* **Письменное задание 1**
Ответьте по отрывку о Клавдии и Мессалине на три вопроса:
(а) Через кого Нарцисс раскрыл всё императору?
(б) Кого Клавдий приказал допросить?
(в) Куда поспешил Клавдий и с какой целью?
* **Письменное задание 2**
Изложите отрывок о Клавдии и Мессалине в двух предложениях.

Однако слишком свежие примеры заставляли бояться смерти, которую могло вызвать одно слово, вздох, ласка или улыбка Мессалины: Каллист и Паллас не нашли в себе смелости выполнить своё решение; Нарцисс же остался твёрд, но, не осмеливаясь говорить сам, он раскрыл всё императору через двух куртизанок, Кальпурнию и Клеопатру. Когда, распростёршись у его ног, они сообщили ему о браке Мессалины с Силием, Клавдий, разгневанный, был скорее склонен наказать их, чем поверить. Испуганная Клеопатра попросила позвать Нарцисса; этот вольноотпущенник подтвердил её рассказ. «Слишком опасно было открывать вам глаза, – сказал он, – я не стал бы говорить вам о слабостях императрицы к Тицию, Вектию, Плантию, ни даже о её прелюбодеянии с Силием, о богатствах, которые он у вас отнял, о рабах, которых он у вас забрал, о ваших сокровищах, которые он расточает для украшения своего дворца; но её последнее преступление слишком явно, чтобы молчать о нём. Узнайте же наконец, что вы отвергнуты; Силий осмелился взять в свидетели своего преступного брака народ, сенат и армию. Если вы замешкаетесь с ударом, Рим станет приданым этого нового супруга».
Клавдий, более испуганный, чем возмущённый, дрожащим голосом спросил, остаётся ли он ещё императором и не провозглашён ли уже Силий; он приказал допросить Террания, префекта Анноны, и Гету, командующего преторианцами: их показания не оставили у него больше сомнений, и он поспешил в лагерь, чтобы заручиться поддержкой преторианских когорт, больше заботясь о своей безопасности, чем о мести. Его речь была кратка; природа преступления и остаток стыдливости не позволили ему распространяться о чудовищности злодеяния.

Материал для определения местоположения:
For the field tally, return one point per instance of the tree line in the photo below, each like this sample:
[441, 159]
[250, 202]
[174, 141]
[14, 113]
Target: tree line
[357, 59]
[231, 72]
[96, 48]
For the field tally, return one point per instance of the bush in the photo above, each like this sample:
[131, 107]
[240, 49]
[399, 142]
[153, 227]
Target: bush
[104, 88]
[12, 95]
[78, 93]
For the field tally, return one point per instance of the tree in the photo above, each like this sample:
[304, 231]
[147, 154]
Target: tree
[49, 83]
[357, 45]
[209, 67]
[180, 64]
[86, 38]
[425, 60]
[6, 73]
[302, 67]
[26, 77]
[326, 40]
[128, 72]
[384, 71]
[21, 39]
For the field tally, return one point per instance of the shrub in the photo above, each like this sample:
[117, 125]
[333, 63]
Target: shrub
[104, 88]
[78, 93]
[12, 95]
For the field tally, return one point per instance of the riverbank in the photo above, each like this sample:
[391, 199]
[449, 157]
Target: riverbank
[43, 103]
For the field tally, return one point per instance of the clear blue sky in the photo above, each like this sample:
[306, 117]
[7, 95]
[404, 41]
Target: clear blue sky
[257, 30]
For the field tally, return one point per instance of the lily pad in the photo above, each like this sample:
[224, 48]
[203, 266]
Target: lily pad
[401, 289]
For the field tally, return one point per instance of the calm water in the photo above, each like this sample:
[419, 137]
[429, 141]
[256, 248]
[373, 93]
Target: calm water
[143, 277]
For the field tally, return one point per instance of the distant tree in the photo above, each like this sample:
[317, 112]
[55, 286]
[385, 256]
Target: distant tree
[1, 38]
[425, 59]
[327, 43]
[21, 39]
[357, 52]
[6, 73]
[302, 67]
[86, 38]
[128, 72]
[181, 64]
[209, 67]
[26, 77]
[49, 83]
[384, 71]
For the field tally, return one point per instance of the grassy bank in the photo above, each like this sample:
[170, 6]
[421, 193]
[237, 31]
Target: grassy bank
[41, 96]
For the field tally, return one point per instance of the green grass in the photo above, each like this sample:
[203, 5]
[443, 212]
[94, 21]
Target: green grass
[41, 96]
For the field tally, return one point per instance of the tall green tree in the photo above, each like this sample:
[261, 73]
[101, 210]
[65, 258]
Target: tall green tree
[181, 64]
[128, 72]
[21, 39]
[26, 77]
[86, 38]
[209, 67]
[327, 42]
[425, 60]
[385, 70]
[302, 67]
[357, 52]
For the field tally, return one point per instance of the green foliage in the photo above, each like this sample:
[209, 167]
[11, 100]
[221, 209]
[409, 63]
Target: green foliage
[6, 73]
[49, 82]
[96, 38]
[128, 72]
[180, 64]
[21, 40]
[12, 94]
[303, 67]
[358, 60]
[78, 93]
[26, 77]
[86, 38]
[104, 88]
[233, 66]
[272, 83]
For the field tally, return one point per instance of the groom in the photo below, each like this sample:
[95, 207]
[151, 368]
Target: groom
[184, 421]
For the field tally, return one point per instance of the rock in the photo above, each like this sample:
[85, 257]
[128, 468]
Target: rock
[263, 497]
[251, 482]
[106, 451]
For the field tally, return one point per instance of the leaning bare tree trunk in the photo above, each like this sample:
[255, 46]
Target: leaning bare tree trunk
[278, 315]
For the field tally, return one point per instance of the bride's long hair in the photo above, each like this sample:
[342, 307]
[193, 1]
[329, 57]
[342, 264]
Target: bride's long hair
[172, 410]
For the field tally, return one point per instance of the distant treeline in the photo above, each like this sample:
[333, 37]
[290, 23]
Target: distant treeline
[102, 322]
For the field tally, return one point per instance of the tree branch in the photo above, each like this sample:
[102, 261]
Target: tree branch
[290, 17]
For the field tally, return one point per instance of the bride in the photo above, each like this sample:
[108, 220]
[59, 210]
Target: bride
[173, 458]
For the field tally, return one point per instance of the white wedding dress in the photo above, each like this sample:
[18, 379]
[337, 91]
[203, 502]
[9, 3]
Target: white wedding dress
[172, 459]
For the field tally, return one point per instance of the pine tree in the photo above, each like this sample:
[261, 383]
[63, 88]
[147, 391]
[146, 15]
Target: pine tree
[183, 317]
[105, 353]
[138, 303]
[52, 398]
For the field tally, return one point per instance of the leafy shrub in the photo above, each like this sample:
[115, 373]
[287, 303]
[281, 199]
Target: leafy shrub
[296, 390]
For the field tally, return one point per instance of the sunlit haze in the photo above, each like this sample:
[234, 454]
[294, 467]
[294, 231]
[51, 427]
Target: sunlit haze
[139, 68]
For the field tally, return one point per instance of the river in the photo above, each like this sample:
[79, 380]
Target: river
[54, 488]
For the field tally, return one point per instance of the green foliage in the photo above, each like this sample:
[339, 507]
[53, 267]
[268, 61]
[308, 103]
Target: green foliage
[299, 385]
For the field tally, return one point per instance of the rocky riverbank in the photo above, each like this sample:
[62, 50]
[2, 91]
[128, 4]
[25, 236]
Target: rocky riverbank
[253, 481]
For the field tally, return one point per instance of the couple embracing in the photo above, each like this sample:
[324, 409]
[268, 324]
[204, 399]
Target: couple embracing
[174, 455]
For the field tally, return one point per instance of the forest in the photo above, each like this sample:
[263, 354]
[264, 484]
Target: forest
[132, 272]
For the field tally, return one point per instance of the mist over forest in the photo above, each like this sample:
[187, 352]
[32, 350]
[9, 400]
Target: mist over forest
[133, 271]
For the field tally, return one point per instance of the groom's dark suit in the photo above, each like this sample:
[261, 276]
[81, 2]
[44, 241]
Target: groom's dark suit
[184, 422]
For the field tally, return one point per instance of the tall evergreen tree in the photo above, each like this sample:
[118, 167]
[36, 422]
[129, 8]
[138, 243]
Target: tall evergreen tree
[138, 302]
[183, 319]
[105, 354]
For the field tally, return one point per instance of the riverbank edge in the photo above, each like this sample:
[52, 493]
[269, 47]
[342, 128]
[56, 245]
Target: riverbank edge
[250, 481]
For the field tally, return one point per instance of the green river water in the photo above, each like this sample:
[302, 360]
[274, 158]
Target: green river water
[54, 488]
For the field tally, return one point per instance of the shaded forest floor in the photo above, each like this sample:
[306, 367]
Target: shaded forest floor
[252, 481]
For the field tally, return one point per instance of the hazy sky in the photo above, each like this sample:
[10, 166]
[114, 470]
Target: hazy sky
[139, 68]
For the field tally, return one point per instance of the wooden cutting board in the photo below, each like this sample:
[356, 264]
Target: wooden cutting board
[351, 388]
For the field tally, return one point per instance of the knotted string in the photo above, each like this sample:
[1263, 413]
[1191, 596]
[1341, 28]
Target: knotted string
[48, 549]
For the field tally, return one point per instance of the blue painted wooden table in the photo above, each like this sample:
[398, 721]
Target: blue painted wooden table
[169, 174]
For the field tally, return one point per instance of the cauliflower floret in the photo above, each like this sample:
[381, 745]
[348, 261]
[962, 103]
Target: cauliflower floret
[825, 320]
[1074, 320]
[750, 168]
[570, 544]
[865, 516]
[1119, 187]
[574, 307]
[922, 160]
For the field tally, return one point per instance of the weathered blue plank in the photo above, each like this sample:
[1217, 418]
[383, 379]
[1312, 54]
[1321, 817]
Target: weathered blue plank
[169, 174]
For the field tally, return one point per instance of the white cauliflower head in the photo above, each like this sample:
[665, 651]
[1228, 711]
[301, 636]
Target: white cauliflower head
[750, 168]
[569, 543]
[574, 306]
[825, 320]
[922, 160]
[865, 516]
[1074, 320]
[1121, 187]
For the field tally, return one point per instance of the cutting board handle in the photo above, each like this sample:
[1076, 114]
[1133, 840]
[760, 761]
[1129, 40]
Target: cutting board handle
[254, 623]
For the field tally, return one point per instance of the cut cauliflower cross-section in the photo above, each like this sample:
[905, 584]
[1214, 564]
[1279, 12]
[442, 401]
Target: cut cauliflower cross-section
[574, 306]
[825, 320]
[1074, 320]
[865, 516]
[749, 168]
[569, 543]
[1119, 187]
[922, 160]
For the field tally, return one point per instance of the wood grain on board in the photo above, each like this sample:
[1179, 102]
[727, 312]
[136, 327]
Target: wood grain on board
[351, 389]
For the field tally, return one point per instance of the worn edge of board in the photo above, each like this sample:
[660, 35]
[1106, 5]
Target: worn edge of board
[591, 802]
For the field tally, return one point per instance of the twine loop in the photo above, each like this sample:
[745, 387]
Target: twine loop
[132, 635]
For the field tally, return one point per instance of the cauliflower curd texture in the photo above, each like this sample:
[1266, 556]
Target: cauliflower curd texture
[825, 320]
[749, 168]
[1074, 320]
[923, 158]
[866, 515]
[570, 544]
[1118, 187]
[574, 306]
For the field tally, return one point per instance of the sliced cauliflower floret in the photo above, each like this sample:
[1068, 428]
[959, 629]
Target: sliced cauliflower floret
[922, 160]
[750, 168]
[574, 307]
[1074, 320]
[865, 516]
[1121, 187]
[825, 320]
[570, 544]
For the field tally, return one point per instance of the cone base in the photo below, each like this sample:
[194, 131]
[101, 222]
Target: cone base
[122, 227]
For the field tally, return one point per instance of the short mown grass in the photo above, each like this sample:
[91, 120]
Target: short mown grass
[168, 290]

* **Результат упражнения 1**
(а) Через двух куртизанок, Кальпурнию и Клеопатру.
(б) Террания, префекта Анноны, и Гету, командующего преторианцами.
(в) В лагерь, чтобы заручиться поддержкой преторианских когорт.

* **Результат упражнения 2**
Каллист и Паллас не решились действовать, а Нарцисс через куртизанок Кальпурнию и Клеопатру сообщил Клавдию о браке Мессалины с Силием и затем сам подтвердил их рассказ. Испуганный Клавдий приказал допросить Террания и Гету и, когда их показания развеяли его сомнения, поспешил в лагерь, чтобы заручиться поддержкой преторианских когорт.